Dataset items
::::
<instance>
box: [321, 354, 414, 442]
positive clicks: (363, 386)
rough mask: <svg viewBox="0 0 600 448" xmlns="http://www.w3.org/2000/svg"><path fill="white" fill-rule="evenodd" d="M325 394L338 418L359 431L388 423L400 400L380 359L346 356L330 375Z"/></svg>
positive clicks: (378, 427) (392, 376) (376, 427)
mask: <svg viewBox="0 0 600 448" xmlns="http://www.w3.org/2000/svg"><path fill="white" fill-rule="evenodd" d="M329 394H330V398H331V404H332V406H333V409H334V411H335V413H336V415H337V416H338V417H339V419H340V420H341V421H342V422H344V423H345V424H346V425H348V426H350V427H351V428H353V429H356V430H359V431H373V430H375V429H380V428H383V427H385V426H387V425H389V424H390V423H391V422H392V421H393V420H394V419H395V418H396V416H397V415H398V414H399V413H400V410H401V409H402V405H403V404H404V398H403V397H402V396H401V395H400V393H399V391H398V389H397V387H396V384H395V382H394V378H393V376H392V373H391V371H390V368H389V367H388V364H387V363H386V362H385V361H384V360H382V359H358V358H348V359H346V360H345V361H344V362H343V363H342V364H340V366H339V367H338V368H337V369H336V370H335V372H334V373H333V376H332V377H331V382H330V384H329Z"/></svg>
::::
▶ _Request_:
The records above need to be duplicated. Keep every word unchanged.

▶ _Exercise answer_:
<instance>
box: [321, 354, 414, 442]
positive clicks: (363, 386)
rough mask: <svg viewBox="0 0 600 448" xmlns="http://www.w3.org/2000/svg"><path fill="white" fill-rule="evenodd" d="M325 394L338 418L359 431L388 423L400 400L380 359L346 356L330 375Z"/></svg>
positive clicks: (378, 427) (392, 376) (376, 427)
mask: <svg viewBox="0 0 600 448" xmlns="http://www.w3.org/2000/svg"><path fill="white" fill-rule="evenodd" d="M329 394H330V398H331V404H332V406H333V409H334V411H335V413H336V415H337V416H338V417H339V419H340V420H341V421H342V422H344V423H345V424H346V425H348V426H350V427H351V428H353V429H356V430H359V431H373V430H375V429H380V428H383V427H385V426H387V425H389V424H390V423H391V422H392V421H393V420H394V419H395V418H396V416H397V415H398V414H399V413H400V410H401V409H402V405H403V404H404V398H403V397H402V396H401V395H400V393H399V391H398V389H397V387H396V384H395V382H394V378H393V376H392V373H391V371H390V368H389V367H388V364H387V363H386V362H385V361H384V360H382V359H358V358H348V359H346V360H345V361H344V362H343V363H342V364H340V366H339V367H338V368H337V369H336V370H335V372H334V373H333V376H332V377H331V382H330V384H329Z"/></svg>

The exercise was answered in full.